[What you need to do]: This task calls for every entry below to be repeated exactly.
##### Supplied data #####
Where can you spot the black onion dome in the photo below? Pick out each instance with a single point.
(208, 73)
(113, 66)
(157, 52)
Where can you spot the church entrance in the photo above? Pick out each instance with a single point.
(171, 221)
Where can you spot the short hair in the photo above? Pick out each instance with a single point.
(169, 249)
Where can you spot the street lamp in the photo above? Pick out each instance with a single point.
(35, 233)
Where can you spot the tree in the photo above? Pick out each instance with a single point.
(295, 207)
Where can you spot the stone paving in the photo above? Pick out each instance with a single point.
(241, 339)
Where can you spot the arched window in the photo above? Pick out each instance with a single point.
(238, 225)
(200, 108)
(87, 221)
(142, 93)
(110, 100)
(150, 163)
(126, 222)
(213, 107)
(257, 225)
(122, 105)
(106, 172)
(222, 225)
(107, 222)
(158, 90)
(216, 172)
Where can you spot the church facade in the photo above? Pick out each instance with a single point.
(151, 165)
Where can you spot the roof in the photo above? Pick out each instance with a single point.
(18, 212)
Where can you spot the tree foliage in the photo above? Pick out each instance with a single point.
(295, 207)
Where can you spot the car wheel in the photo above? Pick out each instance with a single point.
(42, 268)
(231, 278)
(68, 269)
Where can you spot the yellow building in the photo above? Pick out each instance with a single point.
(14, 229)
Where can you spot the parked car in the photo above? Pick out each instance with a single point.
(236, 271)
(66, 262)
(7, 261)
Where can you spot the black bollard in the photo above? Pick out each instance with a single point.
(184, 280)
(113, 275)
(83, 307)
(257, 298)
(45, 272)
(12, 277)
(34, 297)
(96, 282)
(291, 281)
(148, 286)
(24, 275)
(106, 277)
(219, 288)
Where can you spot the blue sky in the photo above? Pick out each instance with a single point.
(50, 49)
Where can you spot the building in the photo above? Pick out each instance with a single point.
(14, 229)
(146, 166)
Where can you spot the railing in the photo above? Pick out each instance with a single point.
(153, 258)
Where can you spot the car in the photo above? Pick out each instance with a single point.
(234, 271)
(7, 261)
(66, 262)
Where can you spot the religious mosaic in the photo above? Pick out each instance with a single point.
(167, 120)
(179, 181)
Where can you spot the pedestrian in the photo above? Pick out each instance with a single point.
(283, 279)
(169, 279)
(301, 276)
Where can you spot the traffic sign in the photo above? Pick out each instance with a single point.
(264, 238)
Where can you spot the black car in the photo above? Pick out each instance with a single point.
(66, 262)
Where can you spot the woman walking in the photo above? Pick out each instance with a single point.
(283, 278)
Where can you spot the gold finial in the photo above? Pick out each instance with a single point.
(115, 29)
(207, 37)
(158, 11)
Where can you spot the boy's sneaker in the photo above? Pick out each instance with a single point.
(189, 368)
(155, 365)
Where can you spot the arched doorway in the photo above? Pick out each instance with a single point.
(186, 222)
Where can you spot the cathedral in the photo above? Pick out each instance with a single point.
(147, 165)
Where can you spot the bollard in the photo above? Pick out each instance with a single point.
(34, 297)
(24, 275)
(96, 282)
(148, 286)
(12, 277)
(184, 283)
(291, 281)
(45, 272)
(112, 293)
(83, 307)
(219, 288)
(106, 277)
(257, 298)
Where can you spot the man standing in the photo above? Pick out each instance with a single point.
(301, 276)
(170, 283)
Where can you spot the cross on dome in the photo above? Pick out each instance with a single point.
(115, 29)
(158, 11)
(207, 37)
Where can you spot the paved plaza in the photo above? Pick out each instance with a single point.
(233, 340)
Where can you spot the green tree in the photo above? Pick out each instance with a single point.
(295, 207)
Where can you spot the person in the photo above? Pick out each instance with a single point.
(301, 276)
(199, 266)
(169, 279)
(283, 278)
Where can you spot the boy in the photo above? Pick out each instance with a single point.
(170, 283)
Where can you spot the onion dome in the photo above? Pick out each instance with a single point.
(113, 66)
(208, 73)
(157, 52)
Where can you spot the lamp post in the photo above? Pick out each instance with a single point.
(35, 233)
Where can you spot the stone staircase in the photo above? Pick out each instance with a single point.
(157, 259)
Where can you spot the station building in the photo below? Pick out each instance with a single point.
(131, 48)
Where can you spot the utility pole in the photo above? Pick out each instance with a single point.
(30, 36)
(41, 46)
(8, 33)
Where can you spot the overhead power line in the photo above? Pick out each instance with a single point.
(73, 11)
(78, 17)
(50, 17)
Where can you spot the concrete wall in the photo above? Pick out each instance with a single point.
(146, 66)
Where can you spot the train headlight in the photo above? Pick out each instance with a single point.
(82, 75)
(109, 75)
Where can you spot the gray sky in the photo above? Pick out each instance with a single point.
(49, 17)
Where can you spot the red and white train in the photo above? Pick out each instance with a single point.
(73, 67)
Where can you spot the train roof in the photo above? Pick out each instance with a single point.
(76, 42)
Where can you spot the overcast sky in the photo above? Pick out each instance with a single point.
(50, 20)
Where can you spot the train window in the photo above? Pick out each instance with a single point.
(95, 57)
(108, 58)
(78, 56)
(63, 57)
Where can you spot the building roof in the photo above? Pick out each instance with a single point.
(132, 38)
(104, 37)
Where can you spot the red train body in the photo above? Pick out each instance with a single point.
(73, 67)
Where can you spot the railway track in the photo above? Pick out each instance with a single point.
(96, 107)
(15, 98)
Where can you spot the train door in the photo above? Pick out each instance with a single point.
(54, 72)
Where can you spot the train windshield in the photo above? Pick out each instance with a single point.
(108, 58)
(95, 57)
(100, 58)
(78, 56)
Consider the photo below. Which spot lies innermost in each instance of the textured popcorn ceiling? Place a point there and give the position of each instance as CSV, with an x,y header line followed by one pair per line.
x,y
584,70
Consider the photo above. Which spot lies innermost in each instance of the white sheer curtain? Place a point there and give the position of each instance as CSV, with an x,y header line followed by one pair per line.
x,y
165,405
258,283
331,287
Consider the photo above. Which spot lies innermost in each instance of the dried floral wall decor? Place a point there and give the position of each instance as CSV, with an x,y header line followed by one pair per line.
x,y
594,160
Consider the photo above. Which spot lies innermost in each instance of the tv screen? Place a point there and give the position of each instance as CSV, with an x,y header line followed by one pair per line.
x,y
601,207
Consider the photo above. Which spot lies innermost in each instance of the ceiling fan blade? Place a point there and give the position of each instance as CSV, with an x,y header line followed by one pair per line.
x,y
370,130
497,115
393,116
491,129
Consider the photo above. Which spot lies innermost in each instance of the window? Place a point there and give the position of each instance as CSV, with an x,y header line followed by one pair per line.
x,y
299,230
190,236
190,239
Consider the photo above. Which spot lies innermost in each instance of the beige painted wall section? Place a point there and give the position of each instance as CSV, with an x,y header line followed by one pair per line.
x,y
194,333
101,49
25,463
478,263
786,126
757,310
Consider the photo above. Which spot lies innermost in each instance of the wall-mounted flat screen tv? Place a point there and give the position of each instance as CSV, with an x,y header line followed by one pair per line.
#####
[Reply to the task]:
Where can you spot the black onion dome in the photo below? Pick out each instance with a single point.
(208, 73)
(113, 66)
(157, 52)
Where can you spot the church entrance in the photo above? Pick out each instance with a single point.
(171, 221)
Where can you spot the short hair in the photo above? Pick out each instance with a single point.
(169, 249)
Where can you spot the street lamp in the photo above? Pick out each instance with a single point.
(35, 233)
Where can you spot the tree in the photo above? Pick out each instance with a single point.
(295, 207)
Where can you spot the stone paving in the photo above? Pick out each instance with a single point.
(241, 339)
Where can you spot the arched window in the photo above? Pick out each instance with a single point.
(238, 225)
(200, 108)
(87, 221)
(142, 93)
(110, 100)
(150, 163)
(126, 222)
(213, 107)
(257, 225)
(122, 105)
(106, 172)
(222, 225)
(107, 222)
(158, 90)
(216, 172)
Where can you spot the church facade in the photo above? Pick out each instance with a single point.
(151, 165)
Where can you spot the roof in the photo above? Pick out each instance with a single point.
(18, 212)
Where can you spot the tree foliage in the photo above? Pick out each instance with a single point.
(295, 207)
Where can you spot the car wheel in the photo above? Pick out each instance with a single point.
(42, 268)
(231, 278)
(68, 269)
Where can you spot the yellow building in the photo above? Pick out each instance with a single point.
(14, 229)
Where can you spot the parked car in the photo above? Pick out each instance with a single point.
(236, 271)
(66, 262)
(7, 261)
Where can you spot the black bollard in the photo above? Pick out each instance with a single point.
(184, 280)
(113, 275)
(83, 307)
(257, 298)
(45, 272)
(12, 277)
(34, 297)
(96, 282)
(291, 281)
(148, 286)
(24, 275)
(106, 277)
(219, 288)
Where can you spot the blue sky in the photo above? Pick out each instance with a single point.
(50, 49)
Where can you spot the building in the photo above? Pick out each instance with a single point.
(14, 229)
(146, 166)
Where can you spot the railing in the photo above? Pick out each instance with a single point.
(153, 258)
Where can you spot the car in the photo above? Pick out each instance with a single point.
(234, 271)
(7, 261)
(66, 262)
Where can you spot the religious mosaic in the photo above? Pick out each instance with a single point.
(167, 120)
(179, 181)
Where can you spot the pedestrian in the photo above? Pick out each instance with a single point.
(283, 279)
(169, 279)
(301, 276)
Where can you spot the traffic sign in the photo above? Pick out each instance with a single point.
(264, 238)
Where can you spot the black car in the photo above? Pick out each instance with a single point.
(66, 262)
Where can you spot the woman walking in the photo above? Pick out each instance with a single point.
(283, 278)
Where can you spot the gold finial in the photo above? Pick out each instance with a single point.
(115, 29)
(207, 37)
(158, 11)
Where can you spot the boy's sneaker in the photo above? Pick out each instance with a single point.
(189, 368)
(155, 365)
Where can you spot the arched doorway in the photo above? Pick out each instance with a single point.
(186, 222)
Where can you spot the cathedral in the photo above? Pick out each instance with a single point.
(147, 165)
Where can you spot the bollard in the photo above? Pick out each instance with a single point.
(34, 297)
(24, 275)
(96, 282)
(148, 286)
(12, 277)
(184, 283)
(291, 281)
(45, 272)
(112, 293)
(83, 307)
(219, 288)
(106, 277)
(257, 298)
Where can you spot the man standing in the photo above? Pick out each instance with a single point.
(301, 276)
(170, 283)
Where can you spot the cross on dome in the photo above? Pick out each instance with a single point.
(115, 29)
(158, 11)
(207, 37)
Where can you spot the paved plaza in the photo above? Pick out each instance with a single point.
(233, 340)
Where can you spot the green tree in the photo above? Pick out each instance with a single point.
(295, 207)
Where can you spot the person in the photo above? Pick out each instance with a single point.
(301, 276)
(199, 266)
(169, 279)
(283, 278)
Where can you spot the boy in the photo above? Pick out each instance with a single point.
(170, 283)
Where can you spot the onion dome in the photo above? Pick out each instance with a single point.
(113, 66)
(208, 73)
(157, 52)
Where can you spot the lamp post in the photo above? Pick out each instance with a single point.
(35, 233)
Where can you spot the stone staircase in the photo above? Pick out each instance with a single point.
(157, 259)
Where can you spot the station building in the photo below? Pick out each instance with a single point.
(131, 48)
Where can you spot the utility pole in the photo above? Pick out each instance with a single point.
(30, 36)
(41, 46)
(8, 33)
Where can you spot the overhead power line in the photo above? Pick out each instance with a single point.
(73, 11)
(78, 17)
(50, 17)
Where can you spot the concrete wall in the photo above? Pick out each instance with a single point.
(146, 66)
Where can you spot the train headlight in the photo above? Pick out each instance with a single point.
(82, 75)
(109, 75)
Where can you spot the gray sky in the photo above? Pick out each instance with a single point.
(49, 17)
Where can you spot the red and white train in the photo above? Pick out each instance with a single point.
(73, 67)
Where can you spot the train roof in the photo above? Pick out each instance with a single point.
(76, 42)
Where can you spot the overcast sky in the photo above? Pick out each instance with a single point.
(50, 20)
Where can you spot the train window in the photo above? Pick out each instance with a single point.
(95, 57)
(108, 58)
(78, 56)
(63, 57)
Where can you spot the building roof in the photo above? Pick out each instance with a single point.
(132, 38)
(104, 37)
Where can you spot the red train body in the photo above? Pick out each instance with a single point.
(73, 67)
Where can you spot the railway track in the photo above? Pick out each instance with a single point.
(96, 107)
(15, 98)
Where can you spot the train door in the photo above? Pick out each instance with a single point.
(54, 72)
Where can you spot the train windshield in the photo above? Pick out each instance with a single point.
(108, 58)
(95, 57)
(100, 58)
(78, 56)
Consider the photo below. Which spot lies innermost in each instance of the textured popcorn ceiling? Place a point there and give the position of each instance as CSV, with an x,y header line followed by one pair per line.
x,y
584,70
Consider the photo above. Which spot lies innermost in each instance of the white sheer curtain? Place a point there and give the position of each instance as CSV, with an x,y header line followed by one pair per line.
x,y
165,405
258,283
331,287
Consider the photo above. Which spot lies innermost in each instance of the dried floral wall decor? Place a point there and give the position of each instance as CSV, with an x,y header line followed by one pair per line.
x,y
594,160
Consider the photo above. Which spot lies innermost in each instance of the tv screen? Place a point there and give the position of each instance as CSV, with an x,y header line followed by one pair per line.
x,y
601,207
Consider the photo above. Which spot lies innermost in each instance of the ceiling fan blade? Place a point there and give the position of each instance as CSV, with an x,y header line followed by one pair per line.
x,y
370,130
497,115
393,116
491,129
Consider the photo above. Which spot lies innermost in each instance of the window? Place a point there and give the position of each instance as CSV, with an x,y header line followed by one pair per line.
x,y
299,230
190,236
190,239
Consider the photo above. Which spot lies innermost in each instance of the beige painted wall section? Place a point there and give the position of each instance as CSV, with an x,y header line followed by one pair per line.
x,y
194,333
101,49
25,463
478,263
786,126
757,310
Consider the photo above. Which spot lies innermost in each instance of the wall-mounted flat screen tv? Place a point there and give the position of each instance as CSV, with an x,y header line followed by one pair per line.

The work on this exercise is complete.